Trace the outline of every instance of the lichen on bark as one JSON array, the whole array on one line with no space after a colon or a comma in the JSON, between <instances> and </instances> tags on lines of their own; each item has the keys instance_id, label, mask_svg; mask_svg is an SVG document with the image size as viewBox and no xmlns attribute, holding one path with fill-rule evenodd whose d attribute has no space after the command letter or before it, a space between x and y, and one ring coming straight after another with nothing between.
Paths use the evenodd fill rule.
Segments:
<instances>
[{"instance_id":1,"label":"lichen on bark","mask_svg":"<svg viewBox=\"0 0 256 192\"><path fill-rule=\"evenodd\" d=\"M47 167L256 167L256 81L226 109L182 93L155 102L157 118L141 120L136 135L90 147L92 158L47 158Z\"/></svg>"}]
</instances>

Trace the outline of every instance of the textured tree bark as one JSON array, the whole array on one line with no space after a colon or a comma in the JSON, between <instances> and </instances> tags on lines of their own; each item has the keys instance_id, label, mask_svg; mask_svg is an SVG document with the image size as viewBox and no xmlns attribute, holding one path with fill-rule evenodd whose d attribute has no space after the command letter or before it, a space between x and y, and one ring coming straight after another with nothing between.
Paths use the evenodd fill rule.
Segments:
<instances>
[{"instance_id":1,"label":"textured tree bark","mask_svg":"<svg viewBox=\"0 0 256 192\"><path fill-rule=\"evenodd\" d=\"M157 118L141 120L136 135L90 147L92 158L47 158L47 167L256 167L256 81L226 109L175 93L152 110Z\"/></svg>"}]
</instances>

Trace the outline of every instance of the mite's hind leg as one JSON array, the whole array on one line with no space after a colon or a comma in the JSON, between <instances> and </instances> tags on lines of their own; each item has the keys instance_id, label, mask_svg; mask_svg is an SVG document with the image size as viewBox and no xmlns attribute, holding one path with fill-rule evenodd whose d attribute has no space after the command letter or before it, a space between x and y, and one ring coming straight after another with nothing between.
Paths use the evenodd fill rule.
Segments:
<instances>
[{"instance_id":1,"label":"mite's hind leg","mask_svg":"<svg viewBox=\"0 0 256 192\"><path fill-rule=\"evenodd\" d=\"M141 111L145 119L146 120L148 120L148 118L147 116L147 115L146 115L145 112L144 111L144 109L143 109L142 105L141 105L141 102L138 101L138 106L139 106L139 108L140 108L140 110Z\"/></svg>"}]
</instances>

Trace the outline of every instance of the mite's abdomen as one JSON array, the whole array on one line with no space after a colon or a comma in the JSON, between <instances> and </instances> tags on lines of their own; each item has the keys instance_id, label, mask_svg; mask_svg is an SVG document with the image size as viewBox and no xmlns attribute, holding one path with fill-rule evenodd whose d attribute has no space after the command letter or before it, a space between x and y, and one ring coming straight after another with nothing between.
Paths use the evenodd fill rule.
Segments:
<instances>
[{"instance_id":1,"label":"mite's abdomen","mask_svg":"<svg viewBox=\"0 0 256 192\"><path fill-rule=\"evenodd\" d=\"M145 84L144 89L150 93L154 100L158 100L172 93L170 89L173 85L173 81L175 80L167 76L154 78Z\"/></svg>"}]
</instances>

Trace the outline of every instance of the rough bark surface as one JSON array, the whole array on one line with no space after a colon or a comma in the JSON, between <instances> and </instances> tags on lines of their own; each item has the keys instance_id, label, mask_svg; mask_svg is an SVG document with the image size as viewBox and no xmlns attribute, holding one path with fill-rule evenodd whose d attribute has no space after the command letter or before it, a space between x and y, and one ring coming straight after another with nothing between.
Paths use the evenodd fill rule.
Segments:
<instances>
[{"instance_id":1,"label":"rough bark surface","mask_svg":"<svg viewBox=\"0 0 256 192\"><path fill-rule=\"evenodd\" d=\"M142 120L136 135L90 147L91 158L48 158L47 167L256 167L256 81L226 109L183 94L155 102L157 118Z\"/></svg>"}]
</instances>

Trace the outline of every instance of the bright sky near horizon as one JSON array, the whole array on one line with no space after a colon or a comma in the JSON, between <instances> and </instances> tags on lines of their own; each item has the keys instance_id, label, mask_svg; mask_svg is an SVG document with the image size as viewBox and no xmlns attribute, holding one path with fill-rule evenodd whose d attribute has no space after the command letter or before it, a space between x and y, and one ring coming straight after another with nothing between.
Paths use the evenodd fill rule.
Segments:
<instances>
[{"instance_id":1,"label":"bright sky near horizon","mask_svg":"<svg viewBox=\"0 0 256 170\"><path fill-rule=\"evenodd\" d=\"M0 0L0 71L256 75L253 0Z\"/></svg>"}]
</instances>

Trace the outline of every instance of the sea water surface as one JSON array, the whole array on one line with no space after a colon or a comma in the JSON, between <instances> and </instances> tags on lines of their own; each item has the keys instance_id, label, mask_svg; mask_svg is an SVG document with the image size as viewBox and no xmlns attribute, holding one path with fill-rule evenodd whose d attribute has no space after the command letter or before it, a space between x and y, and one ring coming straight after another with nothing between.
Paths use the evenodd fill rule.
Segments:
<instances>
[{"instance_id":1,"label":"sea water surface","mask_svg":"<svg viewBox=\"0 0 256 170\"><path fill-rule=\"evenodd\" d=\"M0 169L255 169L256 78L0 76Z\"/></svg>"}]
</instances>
● ● ● ●
Aim of the task
Each entry is to be returned in full, character for character.

The result
Trace the outline of every instance of the lichen on bark as one JSON array, the whole array on one line with no space after a colon or a comma in the JSON, between <instances> and </instances> tags on lines of their own; each item has the keys instance_id, label, mask_svg; mask_svg is an SVG document with the image size as viewBox and no xmlns attribute, holding one path with fill-rule evenodd whose d attribute has no space after the command letter or before it, a space between x and y, and one ring coming straight after another with nothing between.
Paths use the evenodd fill rule.
Segments:
<instances>
[{"instance_id":1,"label":"lichen on bark","mask_svg":"<svg viewBox=\"0 0 256 192\"><path fill-rule=\"evenodd\" d=\"M47 167L256 167L256 81L226 109L182 93L155 102L157 118L141 120L136 135L90 147L92 158L47 158Z\"/></svg>"}]
</instances>

Trace the outline of every instance of the textured tree bark as one JSON array, the whole array on one line with no space after a colon or a comma in the JSON, between <instances> and </instances> tags on lines of their own; each item has the keys instance_id, label, mask_svg; mask_svg is an SVG document with the image size as viewBox and no xmlns attribute, holding one path with fill-rule evenodd whose d attribute has no space after the command letter or before it, a space between x and y, and one ring coming straight after another with nothing between.
Paths use the evenodd fill rule.
Segments:
<instances>
[{"instance_id":1,"label":"textured tree bark","mask_svg":"<svg viewBox=\"0 0 256 192\"><path fill-rule=\"evenodd\" d=\"M157 118L141 120L136 135L90 147L92 158L47 158L47 167L256 167L256 81L226 109L175 93L152 110Z\"/></svg>"}]
</instances>

Trace the outline of every instance of the mite's hind leg as one JSON array, the whole array on one line with no space after a colon or a comma in the JSON, between <instances> and </instances> tags on lines of their own; each item has the keys instance_id, label, mask_svg; mask_svg is an SVG document with the image size as viewBox and no xmlns attribute, holding one path with fill-rule evenodd whose d attribute has no space after the command letter or before it, a space between x and y, and one ring coming straight after another with nothing between.
Paths use the evenodd fill rule.
Segments:
<instances>
[{"instance_id":1,"label":"mite's hind leg","mask_svg":"<svg viewBox=\"0 0 256 192\"><path fill-rule=\"evenodd\" d=\"M141 111L145 119L146 120L148 120L148 118L147 116L147 115L146 115L145 112L144 111L144 109L143 109L142 105L141 105L141 102L138 101L138 106L139 106L139 108L140 108L140 110Z\"/></svg>"}]
</instances>

Trace the outline of every instance of the mite's abdomen as one JSON array, the whole array on one line with no space after a colon or a comma in the JSON, between <instances> and </instances> tags on lines of their own; each item has the keys instance_id, label, mask_svg; mask_svg is an SVG document with the image size as viewBox and no xmlns attribute, holding one path with fill-rule evenodd whose d attribute has no space after the command letter or before it, a space between x and y, and one ring coming straight after another with nothing between.
Paths use the evenodd fill rule.
Segments:
<instances>
[{"instance_id":1,"label":"mite's abdomen","mask_svg":"<svg viewBox=\"0 0 256 192\"><path fill-rule=\"evenodd\" d=\"M145 84L144 89L150 93L154 100L158 100L172 93L170 89L173 85L173 81L175 80L167 76L154 78Z\"/></svg>"}]
</instances>

Trace the outline of every instance of the rough bark surface as one JSON array, the whole array on one line with no space after a colon or a comma in the JSON, between <instances> and </instances> tags on lines of their own; each item has the keys instance_id, label, mask_svg; mask_svg is an SVG document with the image size as viewBox and no xmlns attribute, holding one path with fill-rule evenodd whose d attribute has no space after the command letter or before it, a space between x and y, and one ring coming straight after another with nothing between.
Paths use the evenodd fill rule.
Segments:
<instances>
[{"instance_id":1,"label":"rough bark surface","mask_svg":"<svg viewBox=\"0 0 256 192\"><path fill-rule=\"evenodd\" d=\"M142 120L136 135L90 147L91 158L48 158L47 167L256 167L256 81L226 109L183 94L155 102L157 118Z\"/></svg>"}]
</instances>

Trace the outline of every instance of the bright sky near horizon as one JSON array, the whole array on one line with no space after a colon or a comma in the JSON, between <instances> and </instances> tags on lines of their own; each item has the keys instance_id, label, mask_svg; mask_svg is an SVG document with the image size as viewBox and no xmlns attribute, holding one path with fill-rule evenodd whose d attribute has no space after the command letter or before it, a space between x and y, and one ring coming straight after another with nothing between.
Paths use the evenodd fill rule.
Segments:
<instances>
[{"instance_id":1,"label":"bright sky near horizon","mask_svg":"<svg viewBox=\"0 0 256 170\"><path fill-rule=\"evenodd\" d=\"M0 0L0 71L256 75L253 0Z\"/></svg>"}]
</instances>

Trace the outline of every instance of the sea water surface as one JSON array, the whole array on one line with no space after a colon or a comma in the JSON, between <instances> and </instances> tags on lines of their own; each item has the keys instance_id, label, mask_svg; mask_svg is an SVG document with the image size as viewBox and no xmlns attribute, holding one path with fill-rule evenodd whose d attribute has no space after the command letter or before it, a space between x and y, and one ring coming straight after another with nothing between.
Paths use the evenodd fill rule.
Segments:
<instances>
[{"instance_id":1,"label":"sea water surface","mask_svg":"<svg viewBox=\"0 0 256 170\"><path fill-rule=\"evenodd\" d=\"M0 169L255 169L256 78L0 76Z\"/></svg>"}]
</instances>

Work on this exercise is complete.